=== Stored data ===

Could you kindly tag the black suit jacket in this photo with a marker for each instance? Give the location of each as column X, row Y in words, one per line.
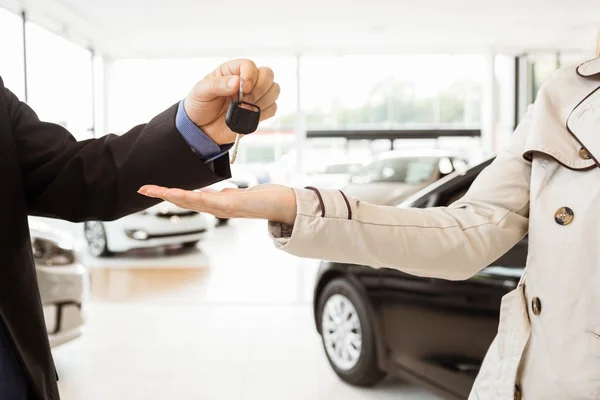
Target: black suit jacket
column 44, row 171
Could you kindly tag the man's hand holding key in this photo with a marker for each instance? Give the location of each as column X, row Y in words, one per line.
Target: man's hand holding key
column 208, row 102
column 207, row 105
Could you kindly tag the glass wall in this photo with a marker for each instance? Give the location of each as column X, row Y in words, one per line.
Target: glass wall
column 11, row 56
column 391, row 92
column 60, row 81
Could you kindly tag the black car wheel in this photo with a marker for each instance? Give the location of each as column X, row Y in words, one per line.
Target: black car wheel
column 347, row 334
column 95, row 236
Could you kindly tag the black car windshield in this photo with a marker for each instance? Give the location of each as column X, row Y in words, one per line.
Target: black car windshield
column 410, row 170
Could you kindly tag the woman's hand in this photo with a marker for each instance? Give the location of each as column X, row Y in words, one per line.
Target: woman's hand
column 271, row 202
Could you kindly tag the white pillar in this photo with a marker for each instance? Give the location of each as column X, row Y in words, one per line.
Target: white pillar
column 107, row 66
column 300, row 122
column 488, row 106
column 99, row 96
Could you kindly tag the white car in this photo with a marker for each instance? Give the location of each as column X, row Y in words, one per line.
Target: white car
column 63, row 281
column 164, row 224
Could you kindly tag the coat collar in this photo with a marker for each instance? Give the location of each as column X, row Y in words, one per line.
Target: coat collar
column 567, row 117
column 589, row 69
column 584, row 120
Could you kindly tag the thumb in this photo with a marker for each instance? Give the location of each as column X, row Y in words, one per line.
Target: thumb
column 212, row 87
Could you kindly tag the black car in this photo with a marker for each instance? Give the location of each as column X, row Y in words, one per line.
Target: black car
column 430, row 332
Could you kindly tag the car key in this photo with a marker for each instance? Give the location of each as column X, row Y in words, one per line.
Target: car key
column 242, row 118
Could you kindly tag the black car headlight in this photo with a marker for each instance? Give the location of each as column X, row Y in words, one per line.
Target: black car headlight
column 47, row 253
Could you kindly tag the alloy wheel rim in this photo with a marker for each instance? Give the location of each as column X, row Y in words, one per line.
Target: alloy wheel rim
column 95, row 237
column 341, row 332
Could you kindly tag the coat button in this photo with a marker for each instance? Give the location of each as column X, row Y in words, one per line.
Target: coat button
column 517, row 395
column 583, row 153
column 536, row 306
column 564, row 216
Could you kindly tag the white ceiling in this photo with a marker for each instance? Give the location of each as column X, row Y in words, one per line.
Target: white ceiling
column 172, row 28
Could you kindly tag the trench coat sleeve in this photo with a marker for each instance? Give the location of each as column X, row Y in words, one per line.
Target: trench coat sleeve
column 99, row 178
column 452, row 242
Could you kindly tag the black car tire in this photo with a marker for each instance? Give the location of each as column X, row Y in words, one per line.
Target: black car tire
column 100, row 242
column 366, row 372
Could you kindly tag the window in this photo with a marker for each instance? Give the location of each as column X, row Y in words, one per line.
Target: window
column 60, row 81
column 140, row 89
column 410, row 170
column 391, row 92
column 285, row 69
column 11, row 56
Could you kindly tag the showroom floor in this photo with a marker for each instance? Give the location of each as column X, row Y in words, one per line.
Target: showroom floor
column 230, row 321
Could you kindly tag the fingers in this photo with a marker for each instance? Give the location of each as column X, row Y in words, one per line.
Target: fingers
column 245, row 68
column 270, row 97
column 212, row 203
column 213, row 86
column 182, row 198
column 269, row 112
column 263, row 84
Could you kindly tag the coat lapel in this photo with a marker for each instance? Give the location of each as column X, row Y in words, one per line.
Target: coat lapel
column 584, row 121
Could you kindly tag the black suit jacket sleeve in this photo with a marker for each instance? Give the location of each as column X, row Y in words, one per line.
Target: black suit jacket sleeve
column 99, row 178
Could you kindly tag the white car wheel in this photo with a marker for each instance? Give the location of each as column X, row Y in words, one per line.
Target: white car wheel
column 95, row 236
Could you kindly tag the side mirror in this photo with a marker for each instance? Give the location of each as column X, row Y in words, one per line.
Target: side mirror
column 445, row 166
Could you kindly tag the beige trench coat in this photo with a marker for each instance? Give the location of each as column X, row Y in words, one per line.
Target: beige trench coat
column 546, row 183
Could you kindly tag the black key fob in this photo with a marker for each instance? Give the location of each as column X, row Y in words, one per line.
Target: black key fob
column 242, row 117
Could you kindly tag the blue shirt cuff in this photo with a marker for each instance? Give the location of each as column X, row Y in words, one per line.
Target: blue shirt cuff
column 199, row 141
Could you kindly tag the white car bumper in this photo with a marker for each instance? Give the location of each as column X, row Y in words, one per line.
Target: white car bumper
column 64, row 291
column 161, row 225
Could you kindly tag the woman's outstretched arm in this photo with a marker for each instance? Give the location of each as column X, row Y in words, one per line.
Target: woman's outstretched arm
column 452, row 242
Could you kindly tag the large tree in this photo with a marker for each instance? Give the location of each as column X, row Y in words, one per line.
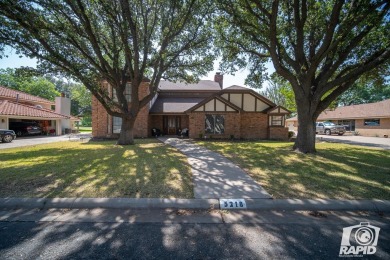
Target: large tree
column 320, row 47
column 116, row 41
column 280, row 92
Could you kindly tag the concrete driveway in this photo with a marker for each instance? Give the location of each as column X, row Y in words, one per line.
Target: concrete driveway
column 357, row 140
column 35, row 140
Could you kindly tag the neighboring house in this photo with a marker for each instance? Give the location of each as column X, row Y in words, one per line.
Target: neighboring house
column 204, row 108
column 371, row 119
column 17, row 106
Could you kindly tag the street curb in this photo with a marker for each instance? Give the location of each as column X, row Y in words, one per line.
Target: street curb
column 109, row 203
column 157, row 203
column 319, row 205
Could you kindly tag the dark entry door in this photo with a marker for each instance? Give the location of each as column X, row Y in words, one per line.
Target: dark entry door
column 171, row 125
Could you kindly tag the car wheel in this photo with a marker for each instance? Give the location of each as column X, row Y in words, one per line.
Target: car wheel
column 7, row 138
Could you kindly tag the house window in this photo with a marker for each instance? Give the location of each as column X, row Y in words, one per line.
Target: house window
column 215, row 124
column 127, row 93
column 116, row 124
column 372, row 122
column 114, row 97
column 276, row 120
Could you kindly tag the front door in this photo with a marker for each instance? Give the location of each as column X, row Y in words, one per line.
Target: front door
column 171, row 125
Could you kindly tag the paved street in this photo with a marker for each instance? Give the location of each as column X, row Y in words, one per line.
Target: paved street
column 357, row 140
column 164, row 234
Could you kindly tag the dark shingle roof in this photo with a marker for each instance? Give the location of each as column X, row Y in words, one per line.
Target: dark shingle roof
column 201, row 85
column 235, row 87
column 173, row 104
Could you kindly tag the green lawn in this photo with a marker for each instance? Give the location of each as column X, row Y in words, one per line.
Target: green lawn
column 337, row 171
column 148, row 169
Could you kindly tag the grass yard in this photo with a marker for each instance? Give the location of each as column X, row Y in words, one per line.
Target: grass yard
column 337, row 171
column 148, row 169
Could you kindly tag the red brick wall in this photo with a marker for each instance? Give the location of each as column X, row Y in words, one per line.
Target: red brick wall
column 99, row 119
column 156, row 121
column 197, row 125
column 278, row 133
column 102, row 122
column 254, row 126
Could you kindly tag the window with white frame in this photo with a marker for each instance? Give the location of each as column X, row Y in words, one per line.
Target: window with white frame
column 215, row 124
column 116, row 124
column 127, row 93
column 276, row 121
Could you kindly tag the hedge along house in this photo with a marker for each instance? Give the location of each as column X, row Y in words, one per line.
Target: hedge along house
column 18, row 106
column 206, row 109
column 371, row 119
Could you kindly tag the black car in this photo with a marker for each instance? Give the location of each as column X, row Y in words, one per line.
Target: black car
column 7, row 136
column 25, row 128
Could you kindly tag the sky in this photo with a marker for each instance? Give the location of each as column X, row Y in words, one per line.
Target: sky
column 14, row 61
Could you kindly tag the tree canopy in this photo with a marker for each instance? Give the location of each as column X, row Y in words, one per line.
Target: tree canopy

===

Show every line of the data in which the word "canopy" appears.

Could you kindly tag the tree canopy in this photo with a marker for each instance? Give the location of each as column X, row Y in words, one per line.
Target: tree canopy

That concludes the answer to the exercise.